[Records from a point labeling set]
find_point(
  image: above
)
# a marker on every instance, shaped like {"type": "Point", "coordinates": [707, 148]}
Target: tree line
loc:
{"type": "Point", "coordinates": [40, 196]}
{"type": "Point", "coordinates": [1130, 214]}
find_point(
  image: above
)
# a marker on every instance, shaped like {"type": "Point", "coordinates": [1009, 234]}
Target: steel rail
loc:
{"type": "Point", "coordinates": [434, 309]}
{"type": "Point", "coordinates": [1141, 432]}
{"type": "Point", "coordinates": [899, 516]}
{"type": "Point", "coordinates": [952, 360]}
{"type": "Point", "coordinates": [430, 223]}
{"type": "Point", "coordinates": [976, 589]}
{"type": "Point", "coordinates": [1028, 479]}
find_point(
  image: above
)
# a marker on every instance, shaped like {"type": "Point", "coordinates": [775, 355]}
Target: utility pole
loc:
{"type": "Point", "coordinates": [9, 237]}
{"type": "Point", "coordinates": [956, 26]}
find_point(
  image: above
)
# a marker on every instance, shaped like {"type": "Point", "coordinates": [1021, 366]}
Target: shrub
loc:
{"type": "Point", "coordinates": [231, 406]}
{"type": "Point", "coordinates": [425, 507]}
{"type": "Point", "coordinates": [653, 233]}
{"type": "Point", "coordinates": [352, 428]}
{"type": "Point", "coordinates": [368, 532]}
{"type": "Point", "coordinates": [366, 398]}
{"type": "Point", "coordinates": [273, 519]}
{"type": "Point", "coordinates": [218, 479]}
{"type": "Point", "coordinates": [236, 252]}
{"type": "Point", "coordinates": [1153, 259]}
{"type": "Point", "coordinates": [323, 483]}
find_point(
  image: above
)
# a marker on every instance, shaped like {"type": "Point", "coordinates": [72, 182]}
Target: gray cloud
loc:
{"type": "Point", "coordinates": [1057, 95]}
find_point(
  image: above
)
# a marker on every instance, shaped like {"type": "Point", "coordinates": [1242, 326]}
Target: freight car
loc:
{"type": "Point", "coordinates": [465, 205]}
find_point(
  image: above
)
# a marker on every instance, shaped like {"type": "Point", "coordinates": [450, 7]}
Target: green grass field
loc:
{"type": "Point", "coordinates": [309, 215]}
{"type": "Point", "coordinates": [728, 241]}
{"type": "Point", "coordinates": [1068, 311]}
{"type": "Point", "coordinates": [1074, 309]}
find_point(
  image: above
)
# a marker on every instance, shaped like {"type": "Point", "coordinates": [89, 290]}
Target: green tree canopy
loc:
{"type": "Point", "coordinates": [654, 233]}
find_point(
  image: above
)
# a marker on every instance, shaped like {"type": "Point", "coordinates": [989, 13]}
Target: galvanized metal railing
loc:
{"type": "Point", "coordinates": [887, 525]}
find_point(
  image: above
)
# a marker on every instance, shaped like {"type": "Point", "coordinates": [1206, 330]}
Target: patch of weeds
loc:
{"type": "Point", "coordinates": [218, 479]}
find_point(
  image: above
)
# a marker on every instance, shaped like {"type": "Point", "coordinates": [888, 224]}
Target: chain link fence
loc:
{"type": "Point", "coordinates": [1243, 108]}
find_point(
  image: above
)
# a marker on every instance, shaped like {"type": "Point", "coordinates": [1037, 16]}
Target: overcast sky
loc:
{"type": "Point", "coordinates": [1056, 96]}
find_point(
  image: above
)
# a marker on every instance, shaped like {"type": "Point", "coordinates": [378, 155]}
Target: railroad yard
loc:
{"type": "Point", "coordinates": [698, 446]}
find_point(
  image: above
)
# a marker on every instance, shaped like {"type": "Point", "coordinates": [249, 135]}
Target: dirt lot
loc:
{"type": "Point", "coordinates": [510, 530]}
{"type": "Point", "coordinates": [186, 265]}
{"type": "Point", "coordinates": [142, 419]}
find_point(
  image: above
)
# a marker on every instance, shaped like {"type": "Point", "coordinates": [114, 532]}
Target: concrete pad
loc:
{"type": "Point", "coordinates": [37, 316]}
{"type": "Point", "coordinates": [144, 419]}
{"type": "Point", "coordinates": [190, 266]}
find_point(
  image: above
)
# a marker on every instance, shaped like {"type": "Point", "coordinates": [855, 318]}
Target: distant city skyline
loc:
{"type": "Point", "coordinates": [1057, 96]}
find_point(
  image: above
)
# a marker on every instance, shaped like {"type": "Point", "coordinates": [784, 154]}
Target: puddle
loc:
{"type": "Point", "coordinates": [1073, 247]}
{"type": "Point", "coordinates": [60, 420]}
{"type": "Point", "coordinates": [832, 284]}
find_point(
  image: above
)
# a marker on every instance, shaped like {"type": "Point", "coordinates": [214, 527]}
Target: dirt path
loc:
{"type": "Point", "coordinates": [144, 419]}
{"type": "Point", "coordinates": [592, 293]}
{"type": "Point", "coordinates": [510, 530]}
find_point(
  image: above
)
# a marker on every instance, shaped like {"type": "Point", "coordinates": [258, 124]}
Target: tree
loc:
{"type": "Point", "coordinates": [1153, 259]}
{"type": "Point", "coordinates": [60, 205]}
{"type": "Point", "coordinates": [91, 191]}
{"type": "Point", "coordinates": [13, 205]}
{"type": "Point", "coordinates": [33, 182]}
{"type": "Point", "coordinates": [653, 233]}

TASK OBJECTIVE:
Exactly reproduce all of the entries above.

RESPONSE FOR THIS EXERCISE:
find_point(
  image: above
)
# a marker on every instance, shaped like {"type": "Point", "coordinates": [707, 148]}
Target: tree line
loc:
{"type": "Point", "coordinates": [40, 196]}
{"type": "Point", "coordinates": [1130, 214]}
find_point(
  image: above
)
# a marker on every instance, shaped like {"type": "Point", "coordinates": [1009, 234]}
Target: steel rail
loc:
{"type": "Point", "coordinates": [434, 309]}
{"type": "Point", "coordinates": [1141, 432]}
{"type": "Point", "coordinates": [899, 516]}
{"type": "Point", "coordinates": [952, 360]}
{"type": "Point", "coordinates": [430, 223]}
{"type": "Point", "coordinates": [976, 589]}
{"type": "Point", "coordinates": [1028, 479]}
find_point(
  image: above
)
# a marker on every instance, shaped like {"type": "Point", "coordinates": [775, 355]}
Target: utility pole
loc:
{"type": "Point", "coordinates": [9, 237]}
{"type": "Point", "coordinates": [956, 26]}
find_point(
  image: above
)
# a marker on every instance, shaped like {"type": "Point", "coordinates": [1021, 366]}
Target: shrub
loc:
{"type": "Point", "coordinates": [231, 406]}
{"type": "Point", "coordinates": [425, 507]}
{"type": "Point", "coordinates": [653, 233]}
{"type": "Point", "coordinates": [352, 428]}
{"type": "Point", "coordinates": [368, 532]}
{"type": "Point", "coordinates": [366, 398]}
{"type": "Point", "coordinates": [273, 519]}
{"type": "Point", "coordinates": [218, 479]}
{"type": "Point", "coordinates": [236, 252]}
{"type": "Point", "coordinates": [1153, 259]}
{"type": "Point", "coordinates": [323, 483]}
find_point(
  image: above
)
# a marker on every instance, shaped like {"type": "Point", "coordinates": [72, 182]}
Target: gray cloud
loc:
{"type": "Point", "coordinates": [1057, 95]}
find_point(
  image: above
)
# a marker on every instance, shaped like {"type": "Point", "coordinates": [1242, 326]}
Target: freight car
loc:
{"type": "Point", "coordinates": [465, 205]}
find_point(
  image: above
)
# a marker on every instance, shaped like {"type": "Point", "coordinates": [450, 7]}
Target: green grass field
loc:
{"type": "Point", "coordinates": [309, 215]}
{"type": "Point", "coordinates": [728, 241]}
{"type": "Point", "coordinates": [1068, 311]}
{"type": "Point", "coordinates": [1074, 309]}
find_point(
  image: above
)
# a marker on every instance, shaped like {"type": "Point", "coordinates": [89, 290]}
Target: green tree canopy
loc:
{"type": "Point", "coordinates": [654, 233]}
find_point(
  image: above
)
# a marker on every instance, shaped like {"type": "Point", "coordinates": [989, 13]}
Target: galvanized metal railing
loc:
{"type": "Point", "coordinates": [887, 525]}
find_point(
  image: above
)
# a marker on every instance, shaped like {"type": "Point", "coordinates": [1206, 330]}
Target: patch of weeds
loc:
{"type": "Point", "coordinates": [218, 479]}
find_point(
  image: above
)
# a marker on every instance, shaped like {"type": "Point", "coordinates": [888, 224]}
Target: chain link fence
loc:
{"type": "Point", "coordinates": [1243, 108]}
find_point(
  image: above
)
# a marker on every instance, shaped like {"type": "Point", "coordinates": [1037, 16]}
Target: overcast sky
loc:
{"type": "Point", "coordinates": [1056, 96]}
find_point(
  image: above
)
# a marker on every instance, shaped like {"type": "Point", "coordinates": [378, 155]}
Target: railroad yard
loc:
{"type": "Point", "coordinates": [698, 446]}
find_point(
  image: above
)
# a marker on every instance, shaped like {"type": "Point", "coordinates": [249, 135]}
Target: dirt lot
loc:
{"type": "Point", "coordinates": [510, 530]}
{"type": "Point", "coordinates": [186, 265]}
{"type": "Point", "coordinates": [142, 419]}
find_point(
  image: above
)
# a marker on every instance, shaped like {"type": "Point", "coordinates": [114, 532]}
Target: concrete pad
loc:
{"type": "Point", "coordinates": [37, 316]}
{"type": "Point", "coordinates": [144, 419]}
{"type": "Point", "coordinates": [190, 266]}
find_point(
  image: above
)
# a marker on every instance, shaped like {"type": "Point", "coordinates": [855, 318]}
Target: distant city skyline
loc:
{"type": "Point", "coordinates": [1057, 96]}
find_point(
  image: above
)
# a marker on every instance, shaped like {"type": "Point", "coordinates": [784, 154]}
Target: puddle
loc:
{"type": "Point", "coordinates": [1073, 247]}
{"type": "Point", "coordinates": [60, 420]}
{"type": "Point", "coordinates": [832, 284]}
find_point(
  image: above
)
# a marker on every instance, shaped like {"type": "Point", "coordinates": [214, 527]}
Target: dirt path
loc:
{"type": "Point", "coordinates": [144, 419]}
{"type": "Point", "coordinates": [592, 293]}
{"type": "Point", "coordinates": [510, 530]}
find_point(
  image: above
)
# a marker on every instance, shaped like {"type": "Point", "coordinates": [258, 124]}
Target: tree
loc:
{"type": "Point", "coordinates": [1153, 259]}
{"type": "Point", "coordinates": [60, 205]}
{"type": "Point", "coordinates": [91, 191]}
{"type": "Point", "coordinates": [13, 205]}
{"type": "Point", "coordinates": [33, 182]}
{"type": "Point", "coordinates": [653, 233]}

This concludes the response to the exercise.